Set problem A
Using the book review below, list every kind of opportunity that the review says Holman covers besides academic programs.

Text section
====

From My Bookshelf: An Insider’s Guide to Creative Writing Programs

This review originally appeared in the January 2007 issue of The Writer magazine.

Help for Choosing a Writing Program

An Insider’s Guide to Creative Writing Programs: Choosing the Right MFA or MA Program, Colony, Residency, Grant, or Fellowship
by Amy Holman, Prentice-Hall Press/Penguin, 208 pages plus CD-ROM. Paperback, $18.95

Review by Erika Dreifus

If you’re tired of Googling for online lists of MFA programs or writing grants or residencies, and if you’re not interested in seeking separate print volumes dedicated to each of the same, Amy Holman’s new book, An Insider’s Guide to Creative Writing Programs will make you very happy. A published poet and literary consultant who indeed demonstrates an insider’s knowledge of the field, Holman has assembled a no-nonsense guide to several key aspects of writers’ professional development. Both beginners and more advanced writers should be grateful.

Holman defines “creative writing programs” broadly; she wants to “open your minds to possibilities you might have overlooked, thought were closed to you, or worried were too hard to pursue, and to change your mind about them.” So she doesn’t limit herself to academic (MA or MFA) programs in creative writing–although she profiles 60 such programs, including some administered through the popular low-residency option, in the book, and lists another 93 on the accompanying CD-ROM. She covers residencies, colonies, grants, and fellowships, too.

The book’s first sections introduce you to this vocabulary and offer advice on “choosing the right program at the right time” and preparing an application. Holman provides the context, background and guidance for you to proceed on your own, because, as she rightly notes, “How you become encouraged about your writing ability, how you improve, hone, or perfect it depends largely on your personality and also on your personal engagement to the literary community to date.” She wants to help you identify the “right environments” for your own development as a writer; she understands that that will be a personal process.

====

Provided information
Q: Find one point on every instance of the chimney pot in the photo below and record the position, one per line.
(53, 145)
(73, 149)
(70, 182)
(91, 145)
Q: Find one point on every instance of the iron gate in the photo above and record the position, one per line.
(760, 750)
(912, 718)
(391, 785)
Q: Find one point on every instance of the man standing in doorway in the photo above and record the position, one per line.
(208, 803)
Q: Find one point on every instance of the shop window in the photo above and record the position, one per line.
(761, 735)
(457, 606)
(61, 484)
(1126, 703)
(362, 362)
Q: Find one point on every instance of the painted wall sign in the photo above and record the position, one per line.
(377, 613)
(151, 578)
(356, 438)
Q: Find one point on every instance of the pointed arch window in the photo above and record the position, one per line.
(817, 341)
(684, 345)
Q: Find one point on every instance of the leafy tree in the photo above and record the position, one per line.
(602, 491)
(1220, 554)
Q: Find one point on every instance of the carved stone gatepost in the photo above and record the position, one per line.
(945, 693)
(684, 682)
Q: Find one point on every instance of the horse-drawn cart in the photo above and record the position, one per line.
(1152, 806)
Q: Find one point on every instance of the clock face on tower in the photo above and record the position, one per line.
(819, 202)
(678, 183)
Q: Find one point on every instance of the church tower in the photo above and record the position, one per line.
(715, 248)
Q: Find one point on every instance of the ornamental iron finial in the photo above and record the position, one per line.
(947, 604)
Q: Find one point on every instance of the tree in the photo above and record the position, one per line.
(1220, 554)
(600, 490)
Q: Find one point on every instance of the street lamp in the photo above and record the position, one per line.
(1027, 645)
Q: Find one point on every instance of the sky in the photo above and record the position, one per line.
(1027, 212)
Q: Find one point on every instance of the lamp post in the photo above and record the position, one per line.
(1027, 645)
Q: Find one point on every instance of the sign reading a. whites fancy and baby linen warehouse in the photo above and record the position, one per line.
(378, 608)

====

Set problem B
Switch "lamp" to "lantern" in the rows, covering everything from the line containing "Q: Find one point on every instance of the ornamental" down through the last row, and give back only those lines with nothing else changed.

Expected answer A
residencies
colonies
grants
fellowships

Expected answer B
Q: Find one point on every instance of the ornamental iron finial in the photo above and record the position, one per line.
(947, 604)
Q: Find one point on every instance of the tree in the photo above and record the position, one per line.
(1220, 554)
(600, 490)
Q: Find one point on every instance of the street lantern in the photo above and record the position, one per line.
(1027, 645)
Q: Find one point on every instance of the sky in the photo above and record the position, one per line.
(1027, 212)
Q: Find one point on every instance of the lantern post in the photo above and record the position, one per line.
(1027, 645)
Q: Find one point on every instance of the sign reading a. whites fancy and baby linen warehouse in the photo above and record the position, one per line.
(378, 608)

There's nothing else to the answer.